QUOTED PASSAGE:
Background information
- Also known as: TJ Rozdilsky, Rozski
- Born: Thomas Joseph Rozdilsky March 15, 1983 (age 43) Danbury, Connecticut, United States
- Genres: Melbourne bounce, electro house, moombahton, Dutch house
- Occupations: Music producer, DJ, remixer, musician
- Instruments: Keyboards, mixer, synthesizer
- Years active: 2005–present
- Labels: Spinnin' Records, Rising Music, Mad Decent, Boysnoize Records
- Website: www.iamtjr.com

= TJR (DJ) =

American DJ and music producer (born 1983)

Thomas Joseph Rozdilsky (born March 15, 1983), better known as TJR, is an American DJ and music producer.

== Background ==
Thomas Joseph Rozdilsky was born in Danbury, Connecticut. Hesitating between a golfing career or music, TJR decided to become a DJ in 2004 after attending multiple raves. TJR has built a catalogue of original tracks and remixes since arriving on the scene in 2008. He is known for the hits "Ode to Oi" and the certified platinum "Don't Stop the Party" with Pitbull.

== Discography ==
===Charting singles===

Year: Title; Peak chart positions; Album
AUS: AUT; BEL (Vl); BEL (Wa); FRA; GER; IRL; NLD; SPA; SWI; UK; US
2012: "Don't Stop the Party" (Pitbull featuring TJR); 15; 10; 22; 39; 174; 23; 20; 85; 16; 59; 7; 17; Global Warming
2013: "Ode to Oi"; —; —; 86^{[A]}; —; 108; —; —; —; —; —; —; —; Non-album singles
"What's Up Suckaz": —; —; 16^{[B]}; 6^{[B]}; —; —; —; —; —; —; —; —
2014: "Bounce Generation" (with Vinai); —; —; 62^{[A]}; —; —; —; —; —; —; —; —; —
"—" denotes a recording that did not chart or was not released in that territory.

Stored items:
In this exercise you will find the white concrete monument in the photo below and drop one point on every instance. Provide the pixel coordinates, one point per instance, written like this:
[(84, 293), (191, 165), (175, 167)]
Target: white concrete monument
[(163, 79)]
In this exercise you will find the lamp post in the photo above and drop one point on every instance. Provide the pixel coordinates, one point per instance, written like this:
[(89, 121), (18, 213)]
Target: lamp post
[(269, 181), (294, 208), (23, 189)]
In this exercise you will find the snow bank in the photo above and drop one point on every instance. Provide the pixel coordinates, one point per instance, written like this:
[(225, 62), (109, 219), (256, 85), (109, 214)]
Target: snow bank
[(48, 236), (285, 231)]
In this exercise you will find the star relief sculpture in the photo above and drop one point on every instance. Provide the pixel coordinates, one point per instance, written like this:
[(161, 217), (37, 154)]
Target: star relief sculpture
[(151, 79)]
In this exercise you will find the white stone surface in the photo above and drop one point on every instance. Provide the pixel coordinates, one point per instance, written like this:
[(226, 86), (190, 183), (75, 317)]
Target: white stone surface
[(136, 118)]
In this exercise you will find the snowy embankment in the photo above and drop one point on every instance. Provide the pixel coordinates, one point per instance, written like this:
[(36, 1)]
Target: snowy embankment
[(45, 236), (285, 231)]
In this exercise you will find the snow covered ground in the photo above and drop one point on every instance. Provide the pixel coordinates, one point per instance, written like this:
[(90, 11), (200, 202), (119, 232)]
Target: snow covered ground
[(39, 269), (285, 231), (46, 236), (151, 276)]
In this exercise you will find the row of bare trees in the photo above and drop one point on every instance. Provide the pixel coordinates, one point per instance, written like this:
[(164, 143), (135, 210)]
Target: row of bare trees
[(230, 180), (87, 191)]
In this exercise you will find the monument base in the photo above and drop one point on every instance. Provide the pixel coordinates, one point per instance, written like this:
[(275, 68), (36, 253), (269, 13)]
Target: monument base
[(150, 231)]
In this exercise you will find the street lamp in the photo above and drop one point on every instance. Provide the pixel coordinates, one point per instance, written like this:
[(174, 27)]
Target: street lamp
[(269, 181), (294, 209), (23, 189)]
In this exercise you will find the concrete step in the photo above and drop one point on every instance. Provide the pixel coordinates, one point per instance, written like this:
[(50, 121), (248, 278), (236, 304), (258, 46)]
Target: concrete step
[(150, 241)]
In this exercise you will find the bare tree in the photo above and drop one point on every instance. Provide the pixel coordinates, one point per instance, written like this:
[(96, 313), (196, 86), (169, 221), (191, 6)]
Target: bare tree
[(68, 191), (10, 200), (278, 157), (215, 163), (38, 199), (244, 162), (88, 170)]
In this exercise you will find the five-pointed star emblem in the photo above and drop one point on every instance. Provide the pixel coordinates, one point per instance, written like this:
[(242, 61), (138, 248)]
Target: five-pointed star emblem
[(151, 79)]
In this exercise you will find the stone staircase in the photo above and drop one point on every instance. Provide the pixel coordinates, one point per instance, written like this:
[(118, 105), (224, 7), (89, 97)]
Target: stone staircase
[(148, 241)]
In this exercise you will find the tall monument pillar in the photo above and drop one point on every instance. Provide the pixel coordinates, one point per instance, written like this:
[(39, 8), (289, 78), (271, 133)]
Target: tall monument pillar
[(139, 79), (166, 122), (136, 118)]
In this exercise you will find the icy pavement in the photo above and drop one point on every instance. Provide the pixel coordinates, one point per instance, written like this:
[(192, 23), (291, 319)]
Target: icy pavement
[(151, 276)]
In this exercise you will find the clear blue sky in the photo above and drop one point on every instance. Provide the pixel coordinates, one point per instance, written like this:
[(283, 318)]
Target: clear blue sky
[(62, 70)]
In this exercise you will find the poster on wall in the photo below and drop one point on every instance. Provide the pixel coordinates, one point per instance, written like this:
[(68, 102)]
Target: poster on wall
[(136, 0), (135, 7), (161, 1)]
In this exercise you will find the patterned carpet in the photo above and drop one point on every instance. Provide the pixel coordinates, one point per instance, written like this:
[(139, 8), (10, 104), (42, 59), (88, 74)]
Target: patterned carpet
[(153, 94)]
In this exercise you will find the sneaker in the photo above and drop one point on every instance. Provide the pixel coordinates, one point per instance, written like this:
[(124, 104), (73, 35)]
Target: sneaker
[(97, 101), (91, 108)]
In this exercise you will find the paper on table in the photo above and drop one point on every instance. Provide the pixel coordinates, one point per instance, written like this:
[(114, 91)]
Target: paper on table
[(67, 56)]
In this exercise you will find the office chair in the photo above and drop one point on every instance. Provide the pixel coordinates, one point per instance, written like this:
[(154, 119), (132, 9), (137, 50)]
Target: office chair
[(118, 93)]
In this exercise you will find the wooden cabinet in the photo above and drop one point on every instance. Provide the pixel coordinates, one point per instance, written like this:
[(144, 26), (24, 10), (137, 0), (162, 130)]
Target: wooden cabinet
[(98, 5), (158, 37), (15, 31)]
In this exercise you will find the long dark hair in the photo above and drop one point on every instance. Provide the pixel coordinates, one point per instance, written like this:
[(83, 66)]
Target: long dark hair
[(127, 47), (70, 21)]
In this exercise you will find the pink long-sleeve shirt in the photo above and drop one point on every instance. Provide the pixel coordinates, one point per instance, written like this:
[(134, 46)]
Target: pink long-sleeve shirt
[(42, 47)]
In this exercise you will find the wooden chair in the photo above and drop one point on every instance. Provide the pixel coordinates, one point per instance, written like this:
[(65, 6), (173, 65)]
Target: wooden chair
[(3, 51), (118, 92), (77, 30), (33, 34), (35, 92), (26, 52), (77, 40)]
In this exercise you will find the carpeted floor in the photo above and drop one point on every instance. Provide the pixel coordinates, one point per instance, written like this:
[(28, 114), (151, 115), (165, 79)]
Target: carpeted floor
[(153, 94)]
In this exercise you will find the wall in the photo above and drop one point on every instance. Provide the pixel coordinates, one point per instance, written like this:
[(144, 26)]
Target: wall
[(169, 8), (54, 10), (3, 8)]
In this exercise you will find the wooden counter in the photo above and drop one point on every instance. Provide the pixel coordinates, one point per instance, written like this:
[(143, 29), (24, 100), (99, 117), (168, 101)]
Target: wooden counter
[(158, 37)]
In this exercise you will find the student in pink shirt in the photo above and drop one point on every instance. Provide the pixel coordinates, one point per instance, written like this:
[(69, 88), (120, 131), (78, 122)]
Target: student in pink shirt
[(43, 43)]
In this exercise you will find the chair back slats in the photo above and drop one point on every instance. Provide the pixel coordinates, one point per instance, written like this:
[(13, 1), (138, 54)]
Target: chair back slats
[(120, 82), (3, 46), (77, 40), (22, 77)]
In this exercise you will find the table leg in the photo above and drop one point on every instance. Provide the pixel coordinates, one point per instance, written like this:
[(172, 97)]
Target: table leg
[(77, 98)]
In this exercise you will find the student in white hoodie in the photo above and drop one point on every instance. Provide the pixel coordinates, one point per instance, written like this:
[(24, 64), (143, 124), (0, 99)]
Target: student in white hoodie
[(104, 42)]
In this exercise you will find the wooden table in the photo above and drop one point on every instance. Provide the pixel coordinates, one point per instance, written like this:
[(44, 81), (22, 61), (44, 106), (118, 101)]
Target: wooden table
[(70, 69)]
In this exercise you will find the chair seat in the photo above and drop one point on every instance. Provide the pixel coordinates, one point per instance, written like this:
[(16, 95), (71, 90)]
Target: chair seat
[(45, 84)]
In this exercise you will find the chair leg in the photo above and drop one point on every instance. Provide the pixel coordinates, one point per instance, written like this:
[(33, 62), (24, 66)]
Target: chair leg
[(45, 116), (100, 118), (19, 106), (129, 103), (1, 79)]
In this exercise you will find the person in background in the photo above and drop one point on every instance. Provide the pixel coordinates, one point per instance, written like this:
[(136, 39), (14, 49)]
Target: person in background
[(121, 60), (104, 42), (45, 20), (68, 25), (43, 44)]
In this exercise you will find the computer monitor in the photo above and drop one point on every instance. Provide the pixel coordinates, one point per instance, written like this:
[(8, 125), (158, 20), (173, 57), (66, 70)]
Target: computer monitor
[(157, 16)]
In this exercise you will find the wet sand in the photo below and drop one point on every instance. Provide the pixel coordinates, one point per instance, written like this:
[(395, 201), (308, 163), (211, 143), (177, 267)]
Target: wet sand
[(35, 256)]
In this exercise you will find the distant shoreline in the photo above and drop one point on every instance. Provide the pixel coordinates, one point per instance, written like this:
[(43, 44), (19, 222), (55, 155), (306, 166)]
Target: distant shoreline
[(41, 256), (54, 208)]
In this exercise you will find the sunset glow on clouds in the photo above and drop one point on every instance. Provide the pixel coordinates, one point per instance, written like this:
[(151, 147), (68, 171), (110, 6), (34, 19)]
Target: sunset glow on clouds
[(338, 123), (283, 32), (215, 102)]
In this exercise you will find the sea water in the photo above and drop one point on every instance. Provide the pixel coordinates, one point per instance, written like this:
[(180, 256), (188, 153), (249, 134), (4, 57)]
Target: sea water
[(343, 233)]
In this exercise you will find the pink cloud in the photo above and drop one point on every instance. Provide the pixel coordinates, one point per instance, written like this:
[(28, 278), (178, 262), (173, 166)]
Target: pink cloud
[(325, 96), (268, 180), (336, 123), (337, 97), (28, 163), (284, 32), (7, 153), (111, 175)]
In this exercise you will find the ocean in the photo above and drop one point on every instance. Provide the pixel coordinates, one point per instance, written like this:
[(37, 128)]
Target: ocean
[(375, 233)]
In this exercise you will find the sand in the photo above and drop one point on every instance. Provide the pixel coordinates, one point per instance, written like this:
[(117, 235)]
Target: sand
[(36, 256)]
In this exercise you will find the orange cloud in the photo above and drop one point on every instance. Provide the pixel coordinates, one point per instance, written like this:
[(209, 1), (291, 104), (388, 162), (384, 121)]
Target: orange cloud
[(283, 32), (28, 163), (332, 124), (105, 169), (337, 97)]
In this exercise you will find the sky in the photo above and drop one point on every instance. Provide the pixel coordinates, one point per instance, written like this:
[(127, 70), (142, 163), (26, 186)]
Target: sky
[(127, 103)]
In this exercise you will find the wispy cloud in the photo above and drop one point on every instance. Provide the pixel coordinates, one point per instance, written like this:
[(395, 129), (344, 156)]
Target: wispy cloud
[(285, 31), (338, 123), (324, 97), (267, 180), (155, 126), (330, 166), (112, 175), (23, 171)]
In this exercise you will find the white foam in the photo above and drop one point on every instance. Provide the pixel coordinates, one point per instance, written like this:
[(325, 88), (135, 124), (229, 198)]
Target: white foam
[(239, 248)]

WHAT TO WORK ON: From the article on the DJ TJR, reproduce word for word the stretch that begins with the words "Year: Title; Peak" and ends with "in that territory.".

WRITTEN SOLUTION:
Year: Title; Peak chart positions; Album
AUS: AUT; BEL (Vl); BEL (Wa); FRA; GER; IRL; NLD; SPA; SWI; UK; US
2012: "Don't Stop the Party" (Pitbull featuring TJR); 15; 10; 22; 39; 174; 23; 20; 85; 16; 59; 7; 17; Global Warming
2013: "Ode to Oi"; —; —; 86^{[A]}; —; 108; —; —; —; —; —; —; —; Non-album singles
"What's Up Suckaz": —; —; 16^{[B]}; 6^{[B]}; —; —; —; —; —; —; —; —
2014: "Bounce Generation" (with Vinai); —; —; 62^{[A]}; —; —; —; —; —; —; —; —; —
"—" denotes a recording that did not chart or was not released in that territory.